RECORDS FOR THE TASK:
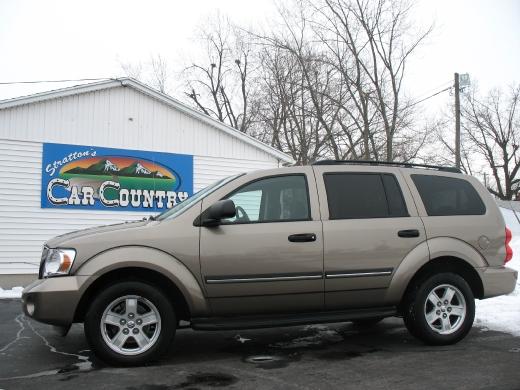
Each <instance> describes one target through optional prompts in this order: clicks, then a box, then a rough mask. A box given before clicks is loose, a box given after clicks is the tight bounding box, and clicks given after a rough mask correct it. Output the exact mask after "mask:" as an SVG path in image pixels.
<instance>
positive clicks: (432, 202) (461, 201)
mask: <svg viewBox="0 0 520 390" xmlns="http://www.w3.org/2000/svg"><path fill="white" fill-rule="evenodd" d="M412 180H413V182H414V183H415V186H416V187H417V190H418V191H419V194H420V195H421V198H422V201H423V203H424V207H425V208H426V212H427V213H428V215H435V216H439V215H482V214H484V213H485V212H486V207H485V206H484V203H483V202H482V199H480V196H479V195H478V193H477V191H475V189H474V188H473V186H472V185H471V184H470V183H469V182H468V181H467V180H464V179H456V178H453V177H445V176H433V175H412Z"/></svg>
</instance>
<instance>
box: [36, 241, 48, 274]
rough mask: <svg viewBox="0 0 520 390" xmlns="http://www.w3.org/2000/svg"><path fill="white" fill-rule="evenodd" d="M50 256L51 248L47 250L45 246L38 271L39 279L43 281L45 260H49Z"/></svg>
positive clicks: (46, 247) (40, 260)
mask: <svg viewBox="0 0 520 390" xmlns="http://www.w3.org/2000/svg"><path fill="white" fill-rule="evenodd" d="M48 255H49V248H47V247H46V246H45V245H44V246H43V250H42V258H41V260H40V269H39V270H38V279H43V265H44V263H45V260H46V259H47V256H48Z"/></svg>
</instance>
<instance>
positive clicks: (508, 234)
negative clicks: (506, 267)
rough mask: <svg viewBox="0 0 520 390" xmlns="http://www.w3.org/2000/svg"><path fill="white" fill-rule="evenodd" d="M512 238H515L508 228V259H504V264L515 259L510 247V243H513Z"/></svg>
mask: <svg viewBox="0 0 520 390" xmlns="http://www.w3.org/2000/svg"><path fill="white" fill-rule="evenodd" d="M511 238H513V234H512V233H511V230H509V229H508V228H506V242H505V245H506V258H505V259H504V264H505V263H507V262H508V261H509V260H511V259H512V258H513V248H511V247H510V246H509V243H510V242H511Z"/></svg>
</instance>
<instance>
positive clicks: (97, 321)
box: [84, 281, 177, 366]
mask: <svg viewBox="0 0 520 390" xmlns="http://www.w3.org/2000/svg"><path fill="white" fill-rule="evenodd" d="M176 324H177V321H176V318H175V312H174V310H173V307H172V305H171V303H170V301H169V299H168V298H167V297H166V295H165V294H164V293H163V292H162V291H161V290H159V289H157V288H156V287H153V286H151V285H149V284H147V283H144V282H141V281H126V282H121V283H117V284H115V285H112V286H110V287H108V288H106V289H104V290H102V291H101V293H100V294H99V295H97V296H96V297H95V298H94V300H93V301H92V303H91V305H90V307H89V310H88V312H87V314H86V316H85V322H84V329H85V336H86V338H87V341H88V343H89V345H90V347H91V349H92V351H93V352H94V353H95V354H96V356H98V357H99V358H100V359H101V360H103V361H105V362H107V363H109V364H111V365H118V366H135V365H142V364H144V363H147V362H150V361H153V360H155V359H157V358H159V357H160V356H161V355H163V354H164V353H165V352H166V351H167V350H168V348H169V346H170V345H171V343H172V341H173V338H174V336H175V330H176Z"/></svg>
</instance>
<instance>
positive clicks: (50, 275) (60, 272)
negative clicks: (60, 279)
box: [42, 248, 76, 278]
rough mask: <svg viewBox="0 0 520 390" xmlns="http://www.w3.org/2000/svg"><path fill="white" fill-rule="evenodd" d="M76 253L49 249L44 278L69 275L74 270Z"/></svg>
mask: <svg viewBox="0 0 520 390" xmlns="http://www.w3.org/2000/svg"><path fill="white" fill-rule="evenodd" d="M75 257H76V251H75V250H74V249H60V248H57V249H49V252H48V254H47V257H46V258H45V259H44V260H43V262H44V263H43V275H42V276H43V277H44V278H47V277H49V276H56V275H67V274H68V273H69V271H70V269H71V268H72V264H73V263H74V258H75Z"/></svg>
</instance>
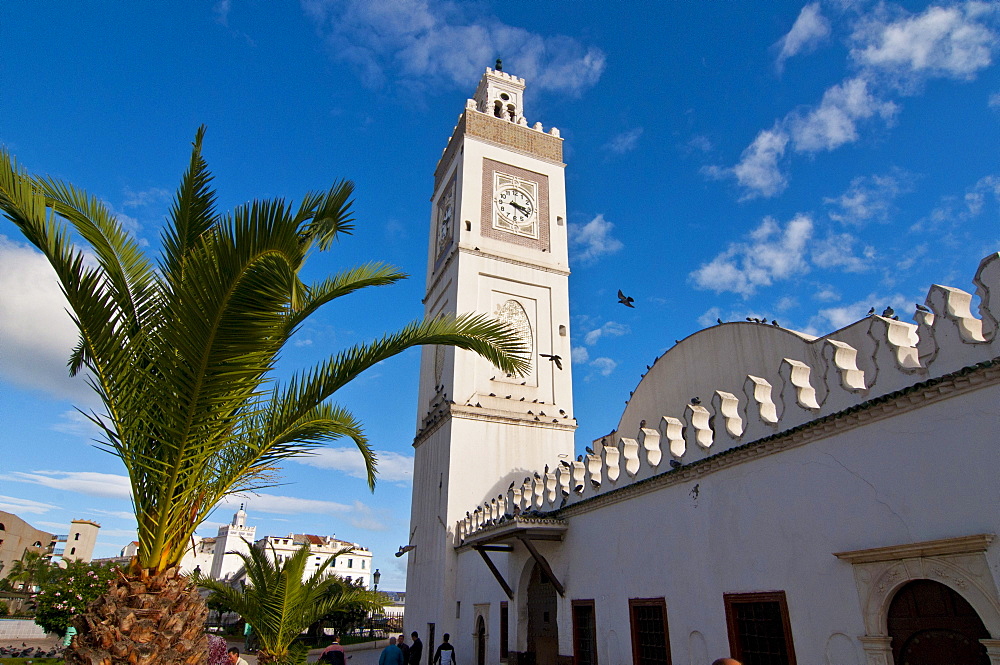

ASSIGNMENT: Return each line of the material above that holds the string "negative".

COMPLETED EXERCISE:
negative clicks: (506, 267)
negative clicks: (60, 279)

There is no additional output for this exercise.